*Problem to solve*:
Gather every line of the entries that includes the word "black".

(Collected data)
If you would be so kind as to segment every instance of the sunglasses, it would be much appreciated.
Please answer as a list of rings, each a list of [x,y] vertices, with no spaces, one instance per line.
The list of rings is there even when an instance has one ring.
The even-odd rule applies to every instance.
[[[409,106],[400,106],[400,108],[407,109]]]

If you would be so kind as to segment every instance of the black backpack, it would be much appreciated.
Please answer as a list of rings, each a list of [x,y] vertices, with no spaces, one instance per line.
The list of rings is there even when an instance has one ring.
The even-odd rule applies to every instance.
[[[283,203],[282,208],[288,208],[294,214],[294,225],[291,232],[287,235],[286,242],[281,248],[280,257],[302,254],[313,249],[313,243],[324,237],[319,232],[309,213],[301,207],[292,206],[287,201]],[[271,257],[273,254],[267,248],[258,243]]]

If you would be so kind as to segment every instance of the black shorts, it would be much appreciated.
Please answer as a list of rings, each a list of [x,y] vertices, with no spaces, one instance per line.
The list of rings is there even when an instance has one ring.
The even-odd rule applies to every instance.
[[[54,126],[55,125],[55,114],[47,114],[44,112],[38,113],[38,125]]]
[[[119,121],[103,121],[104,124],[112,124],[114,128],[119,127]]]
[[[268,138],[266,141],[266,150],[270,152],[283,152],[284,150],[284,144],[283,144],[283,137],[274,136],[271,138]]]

*Response area*:
If you would be so kind as to segment every instance of the black backpack, it would be much appreciated.
If you would be so kind as to segment every instance of the black shorts, it would be much appreciated.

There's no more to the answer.